• **Exercise prompt**
Copy every line that contains the string "clicks" from the entries below.

• **Dataset extract**
◆ ◆ ◆ ◆ ◆

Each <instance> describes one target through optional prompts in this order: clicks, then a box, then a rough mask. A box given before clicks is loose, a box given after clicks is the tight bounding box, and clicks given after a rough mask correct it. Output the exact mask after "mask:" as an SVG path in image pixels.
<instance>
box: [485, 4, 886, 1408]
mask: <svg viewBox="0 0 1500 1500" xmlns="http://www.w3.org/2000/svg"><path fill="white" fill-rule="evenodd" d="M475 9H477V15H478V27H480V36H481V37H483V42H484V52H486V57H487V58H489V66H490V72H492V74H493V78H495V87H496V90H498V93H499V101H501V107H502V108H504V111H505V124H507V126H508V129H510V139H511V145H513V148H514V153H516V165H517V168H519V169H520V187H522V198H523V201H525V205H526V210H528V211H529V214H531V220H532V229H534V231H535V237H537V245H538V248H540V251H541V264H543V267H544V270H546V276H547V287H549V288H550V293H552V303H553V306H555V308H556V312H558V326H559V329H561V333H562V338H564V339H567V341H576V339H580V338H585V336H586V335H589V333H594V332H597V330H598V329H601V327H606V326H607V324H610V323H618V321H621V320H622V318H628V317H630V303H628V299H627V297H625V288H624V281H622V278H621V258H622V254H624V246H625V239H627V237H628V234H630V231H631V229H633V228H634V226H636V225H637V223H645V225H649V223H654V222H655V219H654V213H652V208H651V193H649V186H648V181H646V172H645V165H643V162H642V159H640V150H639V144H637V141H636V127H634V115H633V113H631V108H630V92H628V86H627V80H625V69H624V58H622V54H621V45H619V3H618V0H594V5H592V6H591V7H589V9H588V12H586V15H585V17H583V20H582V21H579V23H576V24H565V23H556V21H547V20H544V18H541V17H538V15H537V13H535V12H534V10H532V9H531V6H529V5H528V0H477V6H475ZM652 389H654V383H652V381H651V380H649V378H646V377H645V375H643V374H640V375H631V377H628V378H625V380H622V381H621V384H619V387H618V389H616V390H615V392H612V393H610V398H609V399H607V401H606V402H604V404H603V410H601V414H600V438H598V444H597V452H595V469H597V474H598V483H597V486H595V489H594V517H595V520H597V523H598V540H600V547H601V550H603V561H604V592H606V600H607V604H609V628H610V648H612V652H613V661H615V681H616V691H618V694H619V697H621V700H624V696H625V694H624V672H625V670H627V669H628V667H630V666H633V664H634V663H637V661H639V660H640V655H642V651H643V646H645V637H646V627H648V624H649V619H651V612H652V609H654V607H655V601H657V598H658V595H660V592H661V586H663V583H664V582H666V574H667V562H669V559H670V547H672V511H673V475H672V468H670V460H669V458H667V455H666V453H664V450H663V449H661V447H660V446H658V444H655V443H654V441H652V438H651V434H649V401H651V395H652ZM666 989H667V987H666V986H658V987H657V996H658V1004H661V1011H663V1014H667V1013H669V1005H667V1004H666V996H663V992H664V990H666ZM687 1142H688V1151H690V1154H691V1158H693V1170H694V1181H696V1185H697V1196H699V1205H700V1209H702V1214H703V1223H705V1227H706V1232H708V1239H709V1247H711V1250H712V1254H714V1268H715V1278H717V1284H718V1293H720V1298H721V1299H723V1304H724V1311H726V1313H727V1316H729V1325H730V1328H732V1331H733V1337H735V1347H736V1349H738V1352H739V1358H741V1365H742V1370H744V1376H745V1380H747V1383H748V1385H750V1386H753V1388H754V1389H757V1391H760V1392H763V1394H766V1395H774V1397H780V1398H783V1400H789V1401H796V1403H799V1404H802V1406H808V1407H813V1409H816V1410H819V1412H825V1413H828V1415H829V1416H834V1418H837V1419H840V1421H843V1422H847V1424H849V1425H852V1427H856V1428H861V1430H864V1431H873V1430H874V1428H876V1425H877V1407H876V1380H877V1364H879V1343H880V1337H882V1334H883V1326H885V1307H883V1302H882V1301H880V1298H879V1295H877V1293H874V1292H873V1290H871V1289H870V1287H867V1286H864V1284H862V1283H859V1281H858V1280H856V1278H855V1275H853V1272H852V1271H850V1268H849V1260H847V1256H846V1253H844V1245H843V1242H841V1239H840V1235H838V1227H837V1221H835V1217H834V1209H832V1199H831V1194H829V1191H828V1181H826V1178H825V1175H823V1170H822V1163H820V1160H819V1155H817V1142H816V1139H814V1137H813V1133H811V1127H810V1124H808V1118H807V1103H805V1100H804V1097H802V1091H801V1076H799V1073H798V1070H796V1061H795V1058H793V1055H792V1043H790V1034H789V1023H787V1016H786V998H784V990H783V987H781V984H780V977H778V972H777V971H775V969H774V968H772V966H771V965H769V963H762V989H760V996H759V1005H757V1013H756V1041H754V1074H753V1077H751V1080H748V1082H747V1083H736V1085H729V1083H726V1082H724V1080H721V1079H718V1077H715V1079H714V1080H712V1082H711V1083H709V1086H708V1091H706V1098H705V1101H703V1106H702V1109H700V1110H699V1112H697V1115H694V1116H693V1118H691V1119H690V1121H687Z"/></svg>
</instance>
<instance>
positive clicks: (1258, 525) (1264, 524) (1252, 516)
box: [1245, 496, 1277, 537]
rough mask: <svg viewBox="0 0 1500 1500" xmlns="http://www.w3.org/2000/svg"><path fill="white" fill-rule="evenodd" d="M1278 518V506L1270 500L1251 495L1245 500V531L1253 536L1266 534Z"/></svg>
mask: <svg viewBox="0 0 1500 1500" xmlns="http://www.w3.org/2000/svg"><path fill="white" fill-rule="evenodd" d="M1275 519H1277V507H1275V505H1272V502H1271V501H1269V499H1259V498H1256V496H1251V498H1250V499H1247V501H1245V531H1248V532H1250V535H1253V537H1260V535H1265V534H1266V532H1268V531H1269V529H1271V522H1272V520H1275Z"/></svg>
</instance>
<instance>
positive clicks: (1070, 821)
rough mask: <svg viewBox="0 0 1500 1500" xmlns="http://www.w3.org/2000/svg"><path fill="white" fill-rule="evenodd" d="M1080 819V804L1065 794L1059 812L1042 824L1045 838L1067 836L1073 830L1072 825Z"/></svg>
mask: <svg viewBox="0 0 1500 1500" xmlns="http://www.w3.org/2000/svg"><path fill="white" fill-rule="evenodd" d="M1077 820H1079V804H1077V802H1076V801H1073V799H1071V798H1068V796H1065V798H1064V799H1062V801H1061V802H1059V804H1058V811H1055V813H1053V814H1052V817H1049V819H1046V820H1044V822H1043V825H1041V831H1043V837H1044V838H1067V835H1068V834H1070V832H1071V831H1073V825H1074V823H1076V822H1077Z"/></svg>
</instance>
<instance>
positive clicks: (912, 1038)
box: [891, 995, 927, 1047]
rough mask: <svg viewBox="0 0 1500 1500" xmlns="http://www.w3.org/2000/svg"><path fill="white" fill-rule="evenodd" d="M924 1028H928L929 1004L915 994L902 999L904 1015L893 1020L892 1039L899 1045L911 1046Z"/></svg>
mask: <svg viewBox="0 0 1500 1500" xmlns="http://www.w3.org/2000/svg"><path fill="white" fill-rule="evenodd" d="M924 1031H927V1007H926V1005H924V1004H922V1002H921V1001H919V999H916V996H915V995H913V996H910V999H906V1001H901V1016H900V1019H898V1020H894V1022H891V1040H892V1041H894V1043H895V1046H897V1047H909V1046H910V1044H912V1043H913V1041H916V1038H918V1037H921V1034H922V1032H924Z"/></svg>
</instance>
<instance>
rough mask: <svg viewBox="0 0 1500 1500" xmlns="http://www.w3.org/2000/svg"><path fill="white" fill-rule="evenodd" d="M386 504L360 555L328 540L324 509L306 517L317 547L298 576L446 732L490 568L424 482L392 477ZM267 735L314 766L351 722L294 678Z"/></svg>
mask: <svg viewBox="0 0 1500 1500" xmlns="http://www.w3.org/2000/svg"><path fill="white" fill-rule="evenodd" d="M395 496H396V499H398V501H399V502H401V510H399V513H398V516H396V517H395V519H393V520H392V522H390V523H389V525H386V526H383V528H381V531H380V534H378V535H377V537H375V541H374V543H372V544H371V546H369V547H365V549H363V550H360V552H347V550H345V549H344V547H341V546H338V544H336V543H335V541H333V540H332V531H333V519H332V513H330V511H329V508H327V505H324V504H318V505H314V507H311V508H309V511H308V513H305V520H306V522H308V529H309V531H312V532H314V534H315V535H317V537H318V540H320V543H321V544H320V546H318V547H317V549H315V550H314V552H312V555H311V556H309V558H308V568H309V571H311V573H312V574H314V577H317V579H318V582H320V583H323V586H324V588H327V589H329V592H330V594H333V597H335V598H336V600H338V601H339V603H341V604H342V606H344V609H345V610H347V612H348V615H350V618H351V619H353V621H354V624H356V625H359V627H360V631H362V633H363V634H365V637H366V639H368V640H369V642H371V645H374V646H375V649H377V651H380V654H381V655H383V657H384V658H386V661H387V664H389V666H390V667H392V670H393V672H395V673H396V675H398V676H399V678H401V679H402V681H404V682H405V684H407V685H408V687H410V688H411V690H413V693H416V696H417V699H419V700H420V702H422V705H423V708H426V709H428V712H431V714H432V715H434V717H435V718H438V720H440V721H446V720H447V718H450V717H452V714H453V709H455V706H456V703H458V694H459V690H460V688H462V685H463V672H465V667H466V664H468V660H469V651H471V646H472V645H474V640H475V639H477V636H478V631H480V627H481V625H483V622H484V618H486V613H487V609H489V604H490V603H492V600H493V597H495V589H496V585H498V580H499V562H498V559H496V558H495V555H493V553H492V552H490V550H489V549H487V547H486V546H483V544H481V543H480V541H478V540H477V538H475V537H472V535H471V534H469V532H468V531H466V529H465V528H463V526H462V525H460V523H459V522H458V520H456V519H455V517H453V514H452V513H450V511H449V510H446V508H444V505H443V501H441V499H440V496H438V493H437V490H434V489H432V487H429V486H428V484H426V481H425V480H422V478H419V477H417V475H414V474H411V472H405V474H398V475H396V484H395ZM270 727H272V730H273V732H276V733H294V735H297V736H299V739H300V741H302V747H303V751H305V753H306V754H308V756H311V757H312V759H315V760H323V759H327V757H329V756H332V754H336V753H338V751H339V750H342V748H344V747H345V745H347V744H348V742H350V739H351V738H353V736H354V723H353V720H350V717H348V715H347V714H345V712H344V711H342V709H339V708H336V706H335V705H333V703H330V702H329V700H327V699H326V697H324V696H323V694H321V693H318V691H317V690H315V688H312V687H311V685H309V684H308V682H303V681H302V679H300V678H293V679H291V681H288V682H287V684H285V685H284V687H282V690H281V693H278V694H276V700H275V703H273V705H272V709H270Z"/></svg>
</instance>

◆ ◆ ◆ ◆ ◆

• **Solved problem**
Each <instance> describes one target through optional prompts in this order: clicks, then a box, then a rough mask. A box given before clicks is loose, a box given after clicks is the tight bounding box, and clicks given after a rough mask correct it. Output the exact mask after "mask:" as an SVG path in image pixels.
positive clicks: (1258, 525) (1264, 524) (1252, 516)
positive clicks: (1070, 821)
positive clicks: (912, 1038)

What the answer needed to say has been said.